__Consigne A__
Réécrivez le texte sur « Liens du sang », tout ce qui va de « Anna Demestre aime » jusqu'à « la petite enfance. », en mettant « famille » à la place de « fratrie ».
__Consigne B__
D'après le texte sur « Liens du sang », les affirmations suivantes sont-elles exactes ? (i) Mariette est divorcée. (ii) Claire et Alix portent du maquillage. (iii) Claire et Alix ont épousé Albert et Augustin. Répondez par oui ou par non à chacune, en citant les mots du texte qui tranchent.
__Consigne C__
Poursuivez le texte sur « Liens du sang » à partir de sa dernière phrase.

═══ Texte présenté

> 27 janvier 2024
Liens du sang… une nouvelle cruelle d’Irène Némirovsky.1 La famille y est passée à la moulinette, tout en sachant qu’il n’existe rien de mieux sur terre.
Anna Demestre aime ses enfants (Albert, Augustin, Alain et Mariette) avec passion et ses brus (Sabine, Claire et Alix) avec discernement. Cette vieille dame ne souhaite qu’une chose : que l’entente règne au sein de la fratrie, comme au temps de la petite enfance.
Mariette est une ex-jolie blonde, trop vite fanée. Mariée, puis divorcée, Mariette n’est pas faite pour le bonheur conjugal. Elle est faite, en revanche, pour la consommation de cosmétiques… sans limites !
Claire et Alix, les deux sœurs, ont épousé les deux frères, Augustin et Alain. Anna connaît toute la perfidie de ces deux femmes, qui aiment dresser les frères les uns contre les autres. Anna sait bien, d’ailleurs, que si Claire et Alix ont renoncé au maquillage, c’est uniquement pour jeter une pierre dans le jardin cosmétique de leur belle-sœur, Mariette. « Elles étaient toutes deux extrêmement belles, avec de lourds cheveux noirs qu’elles n’avaient jamais consenti à couper, un teint blanc, sans fard. Cela même lui déplaisait : elle sentait bien que, si Claire et Alix ne se fardaient pas, c’était moins par goût personnel que comme une protestation contre les joues peintes de Mariette. » Des joues trop pâles, des lèvres décolorées… Anna trouve que, vraiment, ces deux-là en font un peu trop pour jeter le discrédit sur la petite Mariette.

══════
═══ Données sources

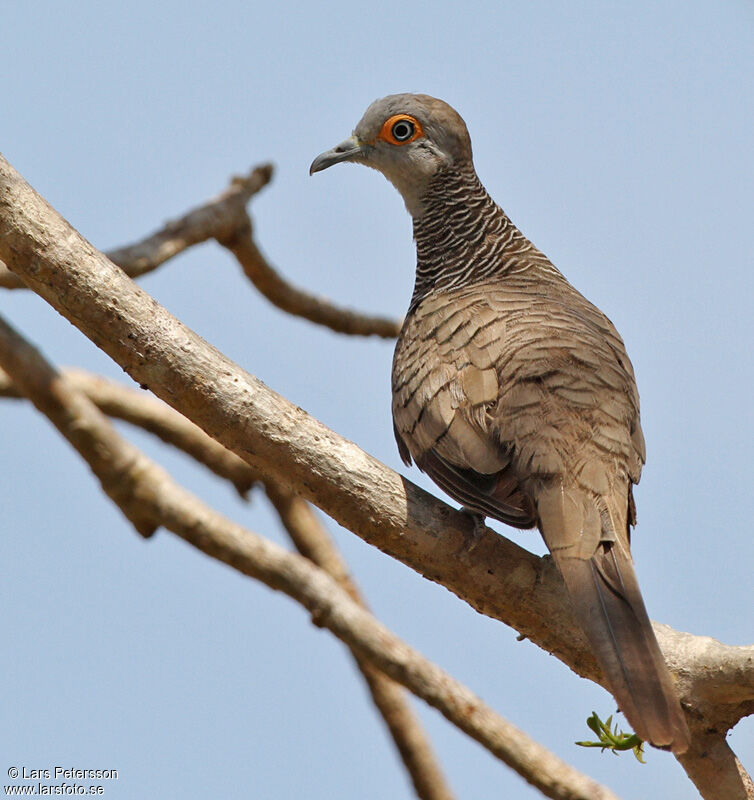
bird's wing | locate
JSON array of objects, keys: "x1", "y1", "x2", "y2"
[{"x1": 393, "y1": 292, "x2": 535, "y2": 528}]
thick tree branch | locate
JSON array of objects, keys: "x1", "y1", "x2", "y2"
[
  {"x1": 0, "y1": 319, "x2": 615, "y2": 800},
  {"x1": 0, "y1": 369, "x2": 453, "y2": 800},
  {"x1": 0, "y1": 153, "x2": 754, "y2": 796},
  {"x1": 0, "y1": 164, "x2": 401, "y2": 339},
  {"x1": 265, "y1": 481, "x2": 453, "y2": 800}
]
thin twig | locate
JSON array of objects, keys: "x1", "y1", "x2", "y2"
[
  {"x1": 0, "y1": 319, "x2": 615, "y2": 800},
  {"x1": 218, "y1": 220, "x2": 401, "y2": 339},
  {"x1": 0, "y1": 152, "x2": 754, "y2": 800}
]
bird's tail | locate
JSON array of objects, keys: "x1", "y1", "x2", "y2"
[{"x1": 553, "y1": 541, "x2": 689, "y2": 753}]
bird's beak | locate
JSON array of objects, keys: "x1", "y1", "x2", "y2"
[{"x1": 309, "y1": 136, "x2": 367, "y2": 175}]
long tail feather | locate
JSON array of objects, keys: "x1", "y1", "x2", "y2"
[{"x1": 553, "y1": 542, "x2": 689, "y2": 753}]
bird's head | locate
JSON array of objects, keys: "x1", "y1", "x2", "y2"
[{"x1": 309, "y1": 94, "x2": 471, "y2": 217}]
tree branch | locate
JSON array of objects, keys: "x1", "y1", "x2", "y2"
[
  {"x1": 0, "y1": 164, "x2": 401, "y2": 339},
  {"x1": 0, "y1": 312, "x2": 616, "y2": 800},
  {"x1": 0, "y1": 369, "x2": 453, "y2": 800},
  {"x1": 218, "y1": 216, "x2": 401, "y2": 339},
  {"x1": 0, "y1": 153, "x2": 754, "y2": 796}
]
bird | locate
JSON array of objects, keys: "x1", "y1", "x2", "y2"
[{"x1": 310, "y1": 94, "x2": 690, "y2": 754}]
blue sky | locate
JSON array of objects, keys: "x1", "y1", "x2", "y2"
[{"x1": 0, "y1": 0, "x2": 754, "y2": 800}]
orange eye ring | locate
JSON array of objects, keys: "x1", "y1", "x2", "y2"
[{"x1": 377, "y1": 114, "x2": 424, "y2": 147}]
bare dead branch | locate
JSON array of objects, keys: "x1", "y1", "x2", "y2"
[
  {"x1": 0, "y1": 369, "x2": 453, "y2": 800},
  {"x1": 0, "y1": 369, "x2": 453, "y2": 800},
  {"x1": 678, "y1": 727, "x2": 754, "y2": 800},
  {"x1": 218, "y1": 220, "x2": 401, "y2": 339},
  {"x1": 0, "y1": 319, "x2": 615, "y2": 800},
  {"x1": 0, "y1": 164, "x2": 273, "y2": 289},
  {"x1": 0, "y1": 153, "x2": 754, "y2": 796},
  {"x1": 265, "y1": 481, "x2": 454, "y2": 800},
  {"x1": 0, "y1": 164, "x2": 401, "y2": 339}
]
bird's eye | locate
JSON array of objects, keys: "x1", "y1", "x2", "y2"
[
  {"x1": 392, "y1": 119, "x2": 415, "y2": 142},
  {"x1": 377, "y1": 114, "x2": 424, "y2": 145}
]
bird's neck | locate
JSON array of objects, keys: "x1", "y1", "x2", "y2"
[{"x1": 410, "y1": 164, "x2": 554, "y2": 310}]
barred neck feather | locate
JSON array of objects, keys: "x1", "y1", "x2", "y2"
[{"x1": 409, "y1": 164, "x2": 560, "y2": 311}]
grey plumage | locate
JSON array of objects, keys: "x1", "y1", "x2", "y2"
[{"x1": 312, "y1": 95, "x2": 689, "y2": 753}]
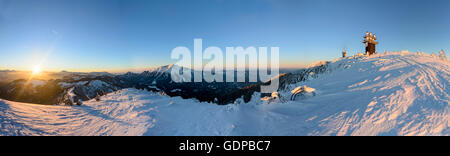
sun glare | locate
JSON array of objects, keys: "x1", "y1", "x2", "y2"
[{"x1": 33, "y1": 66, "x2": 41, "y2": 75}]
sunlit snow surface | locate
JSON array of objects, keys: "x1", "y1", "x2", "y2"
[{"x1": 0, "y1": 53, "x2": 450, "y2": 135}]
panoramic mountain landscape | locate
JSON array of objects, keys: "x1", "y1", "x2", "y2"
[
  {"x1": 0, "y1": 0, "x2": 450, "y2": 139},
  {"x1": 0, "y1": 52, "x2": 450, "y2": 136}
]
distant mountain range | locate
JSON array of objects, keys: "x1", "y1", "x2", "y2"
[{"x1": 0, "y1": 64, "x2": 326, "y2": 105}]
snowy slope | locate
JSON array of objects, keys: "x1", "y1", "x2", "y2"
[{"x1": 0, "y1": 53, "x2": 450, "y2": 136}]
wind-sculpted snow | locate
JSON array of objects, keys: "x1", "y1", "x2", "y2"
[{"x1": 0, "y1": 53, "x2": 450, "y2": 136}]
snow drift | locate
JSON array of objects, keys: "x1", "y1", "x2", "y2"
[{"x1": 0, "y1": 52, "x2": 450, "y2": 136}]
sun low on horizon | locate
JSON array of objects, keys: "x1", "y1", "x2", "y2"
[{"x1": 32, "y1": 65, "x2": 42, "y2": 75}]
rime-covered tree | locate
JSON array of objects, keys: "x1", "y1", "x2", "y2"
[{"x1": 439, "y1": 50, "x2": 447, "y2": 61}]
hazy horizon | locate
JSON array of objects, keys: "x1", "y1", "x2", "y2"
[{"x1": 0, "y1": 0, "x2": 450, "y2": 72}]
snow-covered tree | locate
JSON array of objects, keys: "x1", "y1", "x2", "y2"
[{"x1": 439, "y1": 50, "x2": 447, "y2": 61}]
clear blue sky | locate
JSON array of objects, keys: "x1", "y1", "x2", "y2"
[{"x1": 0, "y1": 0, "x2": 450, "y2": 71}]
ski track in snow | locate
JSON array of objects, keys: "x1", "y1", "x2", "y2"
[{"x1": 0, "y1": 53, "x2": 450, "y2": 136}]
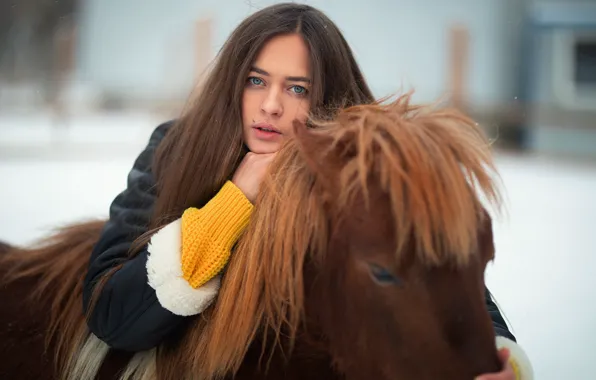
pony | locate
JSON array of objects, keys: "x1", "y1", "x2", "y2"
[{"x1": 0, "y1": 94, "x2": 502, "y2": 380}]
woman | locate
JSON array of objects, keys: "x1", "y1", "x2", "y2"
[{"x1": 84, "y1": 4, "x2": 514, "y2": 379}]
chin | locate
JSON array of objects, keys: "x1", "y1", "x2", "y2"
[{"x1": 246, "y1": 141, "x2": 281, "y2": 154}]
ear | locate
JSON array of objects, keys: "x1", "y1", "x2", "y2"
[{"x1": 293, "y1": 120, "x2": 341, "y2": 190}]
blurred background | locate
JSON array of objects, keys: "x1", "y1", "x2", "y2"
[{"x1": 0, "y1": 0, "x2": 596, "y2": 380}]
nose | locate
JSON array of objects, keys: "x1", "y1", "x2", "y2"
[{"x1": 261, "y1": 88, "x2": 283, "y2": 116}]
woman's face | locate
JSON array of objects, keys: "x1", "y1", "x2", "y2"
[{"x1": 242, "y1": 34, "x2": 311, "y2": 153}]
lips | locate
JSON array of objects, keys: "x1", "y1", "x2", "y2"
[{"x1": 252, "y1": 123, "x2": 281, "y2": 135}]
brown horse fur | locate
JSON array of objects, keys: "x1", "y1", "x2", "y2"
[{"x1": 0, "y1": 94, "x2": 500, "y2": 380}]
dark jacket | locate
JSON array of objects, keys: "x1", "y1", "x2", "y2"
[{"x1": 83, "y1": 122, "x2": 514, "y2": 351}]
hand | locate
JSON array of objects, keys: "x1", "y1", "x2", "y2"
[
  {"x1": 232, "y1": 152, "x2": 276, "y2": 203},
  {"x1": 475, "y1": 348, "x2": 517, "y2": 380}
]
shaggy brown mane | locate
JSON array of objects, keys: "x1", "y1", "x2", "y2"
[
  {"x1": 171, "y1": 94, "x2": 500, "y2": 379},
  {"x1": 318, "y1": 94, "x2": 501, "y2": 265}
]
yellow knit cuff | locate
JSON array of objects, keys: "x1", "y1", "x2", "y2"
[{"x1": 182, "y1": 181, "x2": 254, "y2": 289}]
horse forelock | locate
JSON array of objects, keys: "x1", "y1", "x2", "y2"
[
  {"x1": 312, "y1": 94, "x2": 501, "y2": 265},
  {"x1": 179, "y1": 95, "x2": 500, "y2": 379}
]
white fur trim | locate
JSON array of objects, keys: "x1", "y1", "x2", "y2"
[
  {"x1": 147, "y1": 219, "x2": 221, "y2": 316},
  {"x1": 496, "y1": 336, "x2": 534, "y2": 380}
]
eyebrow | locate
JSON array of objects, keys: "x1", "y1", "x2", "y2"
[{"x1": 250, "y1": 66, "x2": 310, "y2": 83}]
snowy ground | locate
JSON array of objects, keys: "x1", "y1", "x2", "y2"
[{"x1": 0, "y1": 116, "x2": 596, "y2": 380}]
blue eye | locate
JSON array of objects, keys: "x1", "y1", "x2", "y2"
[
  {"x1": 248, "y1": 77, "x2": 263, "y2": 86},
  {"x1": 292, "y1": 86, "x2": 306, "y2": 95},
  {"x1": 368, "y1": 264, "x2": 401, "y2": 285}
]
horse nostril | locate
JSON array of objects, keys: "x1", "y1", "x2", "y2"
[{"x1": 368, "y1": 264, "x2": 401, "y2": 286}]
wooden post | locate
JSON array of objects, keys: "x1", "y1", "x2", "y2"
[{"x1": 449, "y1": 25, "x2": 470, "y2": 110}]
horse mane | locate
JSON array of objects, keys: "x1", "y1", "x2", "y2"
[
  {"x1": 318, "y1": 93, "x2": 501, "y2": 265},
  {"x1": 0, "y1": 220, "x2": 105, "y2": 373},
  {"x1": 0, "y1": 94, "x2": 500, "y2": 379},
  {"x1": 169, "y1": 94, "x2": 500, "y2": 379}
]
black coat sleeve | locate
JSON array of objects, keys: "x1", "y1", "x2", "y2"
[
  {"x1": 83, "y1": 122, "x2": 184, "y2": 351},
  {"x1": 484, "y1": 287, "x2": 516, "y2": 342}
]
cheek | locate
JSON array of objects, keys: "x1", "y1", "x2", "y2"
[{"x1": 242, "y1": 91, "x2": 261, "y2": 122}]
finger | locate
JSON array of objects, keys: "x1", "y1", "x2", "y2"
[{"x1": 497, "y1": 348, "x2": 511, "y2": 364}]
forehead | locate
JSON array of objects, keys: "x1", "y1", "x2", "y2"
[{"x1": 254, "y1": 34, "x2": 310, "y2": 77}]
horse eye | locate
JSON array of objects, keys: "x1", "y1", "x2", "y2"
[{"x1": 368, "y1": 264, "x2": 401, "y2": 285}]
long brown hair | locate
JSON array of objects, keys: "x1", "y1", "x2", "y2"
[
  {"x1": 151, "y1": 3, "x2": 373, "y2": 228},
  {"x1": 152, "y1": 94, "x2": 501, "y2": 379}
]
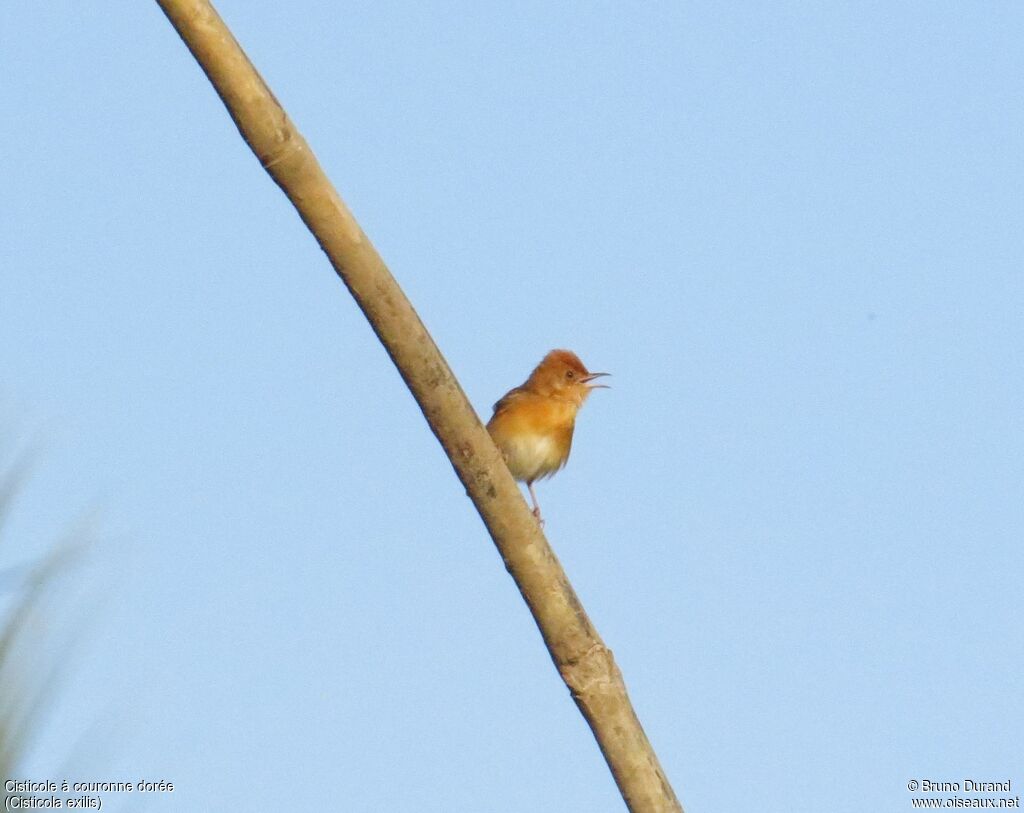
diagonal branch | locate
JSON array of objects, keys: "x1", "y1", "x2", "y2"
[{"x1": 157, "y1": 0, "x2": 682, "y2": 812}]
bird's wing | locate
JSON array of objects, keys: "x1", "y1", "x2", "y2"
[{"x1": 495, "y1": 387, "x2": 527, "y2": 415}]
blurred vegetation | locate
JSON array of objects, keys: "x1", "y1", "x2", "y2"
[{"x1": 0, "y1": 459, "x2": 83, "y2": 810}]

══════

__Réponse A__
Anna Demestre aime ses enfants (Albert, Augustin, Alain et Mariette) avec passion et ses brus (Sabine, Claire et Alix) avec discernement. Cette vieille dame ne souhaite qu’une chose : que l’entente règne au sein de la famille, comme au temps de la petite enfance.

__Réponse B__
(i) Oui : « Mariée, puis divorcée ».
(ii) Non : « Claire et Alix ont renoncé au maquillage ».
(iii) Non : « ont épousé les deux frères, Augustin et Alain ».

__Réponse C__
Des nuits à veiller sa vieille maman grippée. Puis, la guérison subite… Ce n’est pas Anna qui est morte ; ce sont ces fils qui, par manque de sommeil, sont comme morts. « Oui. Je suis mort. Un bain et mon lit. »
Une famille unie… du moins en façade. Des petites piques, en douce, en direction de la belle-mère ou des belles-filles, histoire d’entretenir l’affection. Irène dresse ici le tableau terrible d’une famille dont les membres s’adorent, mais se déchirent aussi. C’est la vie ! Et les cosmétiques dans tout ça ? Des produits, pas si inoffensifs que cela qui se retrouvent, parfois, au centre de conflits familiaux !
Un grand merci à Jean-Claude A. Coiffard, poète et plasticien, pour son illustration du jour.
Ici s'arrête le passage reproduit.